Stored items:
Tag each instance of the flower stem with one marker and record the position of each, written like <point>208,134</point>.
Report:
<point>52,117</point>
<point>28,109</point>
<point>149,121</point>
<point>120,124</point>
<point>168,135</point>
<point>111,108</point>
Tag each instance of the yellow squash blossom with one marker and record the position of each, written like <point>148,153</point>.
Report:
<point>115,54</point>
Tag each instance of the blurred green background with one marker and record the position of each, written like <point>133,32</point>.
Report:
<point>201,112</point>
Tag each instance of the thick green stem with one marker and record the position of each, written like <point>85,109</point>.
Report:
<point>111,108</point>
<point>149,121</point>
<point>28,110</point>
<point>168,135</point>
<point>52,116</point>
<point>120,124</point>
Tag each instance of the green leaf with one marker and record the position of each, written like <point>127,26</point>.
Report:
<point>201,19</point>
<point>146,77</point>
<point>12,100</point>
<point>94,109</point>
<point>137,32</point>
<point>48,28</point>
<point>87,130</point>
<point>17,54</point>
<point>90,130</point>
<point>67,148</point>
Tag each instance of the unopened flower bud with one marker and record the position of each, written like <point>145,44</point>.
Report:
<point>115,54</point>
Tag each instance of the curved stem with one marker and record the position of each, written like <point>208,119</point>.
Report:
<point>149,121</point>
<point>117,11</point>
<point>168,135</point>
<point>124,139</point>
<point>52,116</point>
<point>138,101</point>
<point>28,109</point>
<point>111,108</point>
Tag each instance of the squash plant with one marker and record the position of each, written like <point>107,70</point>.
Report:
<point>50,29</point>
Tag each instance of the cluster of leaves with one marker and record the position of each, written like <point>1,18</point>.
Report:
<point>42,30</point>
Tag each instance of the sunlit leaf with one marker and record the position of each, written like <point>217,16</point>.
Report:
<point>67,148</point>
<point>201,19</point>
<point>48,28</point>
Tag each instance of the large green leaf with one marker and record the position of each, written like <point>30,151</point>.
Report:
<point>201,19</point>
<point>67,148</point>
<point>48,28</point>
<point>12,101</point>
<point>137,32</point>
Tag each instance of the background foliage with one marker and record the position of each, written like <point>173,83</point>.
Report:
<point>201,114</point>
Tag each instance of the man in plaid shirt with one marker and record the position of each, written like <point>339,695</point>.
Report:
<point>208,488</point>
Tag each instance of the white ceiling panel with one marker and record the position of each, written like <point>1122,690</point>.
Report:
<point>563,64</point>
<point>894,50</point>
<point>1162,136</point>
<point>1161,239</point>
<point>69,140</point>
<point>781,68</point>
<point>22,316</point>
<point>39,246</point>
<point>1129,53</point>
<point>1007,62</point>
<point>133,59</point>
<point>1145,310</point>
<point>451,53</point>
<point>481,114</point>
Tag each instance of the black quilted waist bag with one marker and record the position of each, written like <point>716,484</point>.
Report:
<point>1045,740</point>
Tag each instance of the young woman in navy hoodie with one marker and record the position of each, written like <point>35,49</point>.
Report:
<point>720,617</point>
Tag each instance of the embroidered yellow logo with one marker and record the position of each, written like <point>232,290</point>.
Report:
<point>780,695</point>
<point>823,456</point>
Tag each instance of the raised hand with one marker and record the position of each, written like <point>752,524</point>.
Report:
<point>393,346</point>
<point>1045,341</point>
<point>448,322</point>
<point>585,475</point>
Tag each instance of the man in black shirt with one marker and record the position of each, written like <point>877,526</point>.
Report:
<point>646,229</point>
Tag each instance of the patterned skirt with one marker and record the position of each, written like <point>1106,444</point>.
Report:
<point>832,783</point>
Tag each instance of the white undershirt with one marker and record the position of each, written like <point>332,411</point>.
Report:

EXERCISE TASK -> Rewrite all the data above, changing every "Report" to "Answer" and leaving everything else the same.

FINISHED TASK ->
Tag each instance of the flower stem with one marker and record the position of each, written like <point>208,134</point>.
Answer:
<point>52,117</point>
<point>28,109</point>
<point>149,121</point>
<point>120,124</point>
<point>168,135</point>
<point>111,108</point>
Tag each instance of the yellow squash blossom with one marker and record the position of each, written like <point>148,153</point>.
Answer:
<point>115,54</point>
Tag each instance of the blurred green background with one marker and record the position of each, written like <point>133,32</point>.
Answer:
<point>201,112</point>
Tag each instance of the thick green stem with one marker and record the position of each, written like <point>85,109</point>.
Answer:
<point>111,108</point>
<point>149,121</point>
<point>28,110</point>
<point>168,135</point>
<point>52,116</point>
<point>120,124</point>
Tag each instance of the green leaf with one marker and record the position of each, written like <point>127,26</point>.
Answer:
<point>201,19</point>
<point>146,77</point>
<point>12,100</point>
<point>94,109</point>
<point>137,32</point>
<point>48,28</point>
<point>87,130</point>
<point>17,54</point>
<point>90,130</point>
<point>67,148</point>
Tag each instance of the unopened flower bud with one marker and record the position of each, written like <point>145,44</point>.
Answer:
<point>115,54</point>
Tag each instance of the curved stem with one marker and record the position of each, written like <point>208,119</point>.
Answer:
<point>149,121</point>
<point>117,11</point>
<point>168,135</point>
<point>124,139</point>
<point>52,116</point>
<point>138,101</point>
<point>28,109</point>
<point>111,108</point>
Tag each instance of the squash plant with one marker and record the position of each, written like <point>107,70</point>.
Answer:
<point>50,29</point>
Tag each instance of the cluster of leaves with one marker and record the position of each, written like <point>1,18</point>.
Answer:
<point>42,30</point>
Tag each instance of the sunlit leaf with one marker and record the position of each, written like <point>217,16</point>.
Answer:
<point>67,148</point>
<point>201,19</point>
<point>48,28</point>
Tag each instance of the large green leaf with one marker and record the position of each, written like <point>30,151</point>.
Answer:
<point>201,19</point>
<point>67,148</point>
<point>48,28</point>
<point>12,101</point>
<point>137,32</point>
Tag each instance of the background foliage with one marker and record the position of each, written like <point>173,83</point>.
Answer:
<point>201,114</point>
Tag each instance of the man in plaid shirt with one marker and record the position of each, written like <point>339,695</point>.
Answer:
<point>208,488</point>
Tag each instance of the white ceiling panel with one marker and record the position of each, written like <point>1122,690</point>.
Answer:
<point>563,64</point>
<point>894,50</point>
<point>1162,136</point>
<point>1161,239</point>
<point>69,140</point>
<point>781,68</point>
<point>22,316</point>
<point>39,246</point>
<point>1129,53</point>
<point>1007,62</point>
<point>133,59</point>
<point>1145,310</point>
<point>451,53</point>
<point>481,114</point>
Tag each instance of the black quilted waist bag with one marker and record the position of each, written like <point>716,484</point>.
Answer:
<point>1045,740</point>
Tag each instance of the young woman in navy hoodie with one marker and record the position of each, written like <point>35,49</point>.
Answer:
<point>720,617</point>
Tag each instance of the embroidered yellow logo with one marker and record the position of each, written like <point>232,290</point>.
Answer:
<point>780,695</point>
<point>823,456</point>
Tag each instance of the raised hand with one marker and record the position of each, written like <point>752,524</point>.
Answer:
<point>393,346</point>
<point>1045,341</point>
<point>448,322</point>
<point>585,475</point>
Tag each instance of the man in black shirt with one marker and record the position of each, written like <point>877,526</point>.
Answer:
<point>646,229</point>
Tag each instance of the patterned skirt with one marker and record the position of each, written like <point>1106,444</point>.
Answer:
<point>832,783</point>
Tag each instance of the white undershirt with one marker and record the position of each, written like <point>332,411</point>.
Answer:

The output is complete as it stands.